EXERCISE OBJECTIVE: Type out the records again, exactly as they are.

[Referring expression data]
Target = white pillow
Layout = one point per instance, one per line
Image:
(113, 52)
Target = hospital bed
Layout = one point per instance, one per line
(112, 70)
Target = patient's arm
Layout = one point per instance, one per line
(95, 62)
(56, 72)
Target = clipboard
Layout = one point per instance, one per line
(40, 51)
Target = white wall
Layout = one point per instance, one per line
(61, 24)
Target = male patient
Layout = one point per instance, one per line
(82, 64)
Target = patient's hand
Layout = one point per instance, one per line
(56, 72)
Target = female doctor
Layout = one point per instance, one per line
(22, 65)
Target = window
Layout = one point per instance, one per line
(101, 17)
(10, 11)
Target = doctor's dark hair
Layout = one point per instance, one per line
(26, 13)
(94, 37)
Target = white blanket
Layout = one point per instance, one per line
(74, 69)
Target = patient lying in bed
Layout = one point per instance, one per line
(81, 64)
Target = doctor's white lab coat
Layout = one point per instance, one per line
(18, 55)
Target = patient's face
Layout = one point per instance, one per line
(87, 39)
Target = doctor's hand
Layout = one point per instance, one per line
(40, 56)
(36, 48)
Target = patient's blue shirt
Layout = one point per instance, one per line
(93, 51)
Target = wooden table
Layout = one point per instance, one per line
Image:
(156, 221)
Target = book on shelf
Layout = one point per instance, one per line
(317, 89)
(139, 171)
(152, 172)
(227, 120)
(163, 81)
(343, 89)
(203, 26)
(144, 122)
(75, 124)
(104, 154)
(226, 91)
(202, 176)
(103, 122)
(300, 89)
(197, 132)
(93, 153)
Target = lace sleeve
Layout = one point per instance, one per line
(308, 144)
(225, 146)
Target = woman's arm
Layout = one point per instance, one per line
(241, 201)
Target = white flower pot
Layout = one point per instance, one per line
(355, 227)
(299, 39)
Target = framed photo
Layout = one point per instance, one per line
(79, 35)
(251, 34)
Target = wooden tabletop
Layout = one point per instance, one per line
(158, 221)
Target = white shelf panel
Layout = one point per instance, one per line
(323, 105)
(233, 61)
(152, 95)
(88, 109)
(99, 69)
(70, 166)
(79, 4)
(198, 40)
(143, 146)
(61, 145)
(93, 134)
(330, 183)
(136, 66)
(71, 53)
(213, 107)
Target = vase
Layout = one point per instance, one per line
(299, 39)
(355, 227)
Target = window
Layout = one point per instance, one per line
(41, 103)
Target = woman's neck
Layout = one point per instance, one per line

RESPONSE AREA:
Target = white pillow
Layout = one point per instance, one per line
Image:
(113, 52)
Target = hospital bed
Layout = one point per instance, one per line
(112, 70)
Target = patient's arm
Layout = one point per instance, one per line
(95, 62)
(56, 72)
Target = clipboard
Layout = one point per instance, one per line
(40, 51)
Target = white wall
Layout = one point per instance, one per line
(61, 24)
Target = male patient
Layout = one point per instance, one per line
(82, 64)
Target = patient's hand
Layout = one point per instance, one per line
(56, 72)
Target = female doctor
Layout = one point per instance, one per line
(22, 65)
Target = window
Layout = one point per instance, one per line
(101, 17)
(10, 11)
Target = doctor's dark hair
Layout = one point per instance, one per line
(26, 13)
(94, 37)
Target = white blanket
Layout = one point per instance, one per line
(74, 69)
Target = patient lying in bed
Layout = one point per instance, one per line
(81, 64)
Target = doctor's white lab coat
Layout = one point per instance, one per line
(18, 55)
Target = patient's face
Layout = one point per instance, one per line
(87, 39)
Target = doctor's hand
Layout = one point per instance, one per line
(40, 56)
(36, 48)
Target = patient's blue shirt
Layout = one point per instance, one per line
(93, 51)
Target = wooden table
Layout = one point per instance, one per line
Image:
(156, 221)
Target = book on shelf
Layout = one point per instance, one per line
(317, 89)
(139, 171)
(152, 172)
(227, 120)
(163, 81)
(343, 89)
(203, 26)
(144, 122)
(75, 124)
(104, 154)
(226, 91)
(202, 176)
(103, 122)
(300, 89)
(197, 132)
(93, 153)
Target = lace sleeve
Layout = one point per instance, one per line
(308, 144)
(225, 146)
Target = woman's arm
Layout = one point per instance, one per line
(241, 201)
Target = white flower pot
Layout = one point per instance, one per line
(355, 227)
(299, 39)
Target = framed photo
Layout = one point per instance, one per line
(79, 35)
(251, 34)
Target = wooden tabletop
Layout = one point per instance, one per line
(158, 221)
Target = white shelf panel
Layout = one point per instance, one per line
(323, 105)
(233, 61)
(152, 95)
(88, 109)
(99, 69)
(70, 166)
(79, 4)
(198, 40)
(143, 146)
(61, 145)
(93, 134)
(330, 183)
(136, 66)
(71, 53)
(213, 107)
Target = vase
Layout = one point per instance, one per line
(299, 39)
(355, 227)
Target = window
Layout = one point per instance, one per line
(41, 103)
Target = woman's neck
Layout = one point per instance, one per line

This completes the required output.